Re: Some Feature requests. from Kai Ninomiya on 2019-08-06 (public-gpu@w3.org from August 2019)

From: Kai Ninomiya <kainino@google.com>
Date: Tue, 6 Aug 2019 11:16:10 -0700
To: Dzmitry Malyshau <dmalyshau@mozilla.com>
Cc: Kevin Rogovin <kevinrogovin@invisionapp.com>, public-gpu <public-gpu@w3.org>
Message-ID: <CANxMeyCavC_jmj-muFwpoLsZeBOkcVgujREHb=s4BDk7z32L1w@mail.gmail.com>
> Leaving it for a later-extension is essentially pushing it down further
away with which comes a higher chance it never sees the real light of day.
The only part that is affected really is just adding those blend modes to
the current list along with a query to report if it is supported.

SUPPLIED INFORMATION →

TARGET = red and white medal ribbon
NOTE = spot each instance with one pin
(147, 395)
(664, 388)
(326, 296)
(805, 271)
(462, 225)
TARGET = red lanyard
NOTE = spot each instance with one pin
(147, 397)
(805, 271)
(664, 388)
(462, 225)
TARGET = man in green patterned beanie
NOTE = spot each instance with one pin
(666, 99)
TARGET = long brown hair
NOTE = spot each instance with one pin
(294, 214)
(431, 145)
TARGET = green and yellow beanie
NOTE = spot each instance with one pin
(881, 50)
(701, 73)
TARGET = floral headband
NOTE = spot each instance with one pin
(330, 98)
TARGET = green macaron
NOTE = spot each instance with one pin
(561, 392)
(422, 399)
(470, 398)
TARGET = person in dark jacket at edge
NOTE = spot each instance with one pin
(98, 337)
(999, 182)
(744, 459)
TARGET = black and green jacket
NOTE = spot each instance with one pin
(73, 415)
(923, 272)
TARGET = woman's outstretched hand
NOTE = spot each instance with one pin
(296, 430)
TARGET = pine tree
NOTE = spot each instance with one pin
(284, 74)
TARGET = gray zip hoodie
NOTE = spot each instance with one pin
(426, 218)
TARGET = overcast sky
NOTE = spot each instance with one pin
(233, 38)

EXERCISE DETAILS → Carry on the mailing-list reply about adding blend modes to WebGPU, starting right after its last sentence. The listing above isn't needed for anything here.

OUTPUT OF THE EXERCISE →
There is a trade-off here, though. The more we pack into the original spec,
the longer it is going to take to finish and the more behind native APIs we
will be by the time we ship. I am also confident that we will be able to
get this enabled as an extension after we ship MVP/1.0, as long as we have
an issue open about it and there are still customers who need it.

On Tue, Aug 6, 2019 at 10:14 AM Dzmitry Malyshau <dmalyshau@mozilla.com>
wrote:

> Hi Kevin,
>
> Thanks for correcting me on the clip distance! Apparently, it's not as
> much that clip-distance is outdated, as it's my knowledge about it:)
>
> The supporting links you have provided are good material for a future
> investigation issue.
>
> Regards,
>
> Dzmitry
>
>
> On 8/6/19 12:48 PM, Kevin Rogovin wrote:
>
> Hi,
>
>  Thank you for the fast response. I will file issues separately, but I
> will share my thoughts on the reply.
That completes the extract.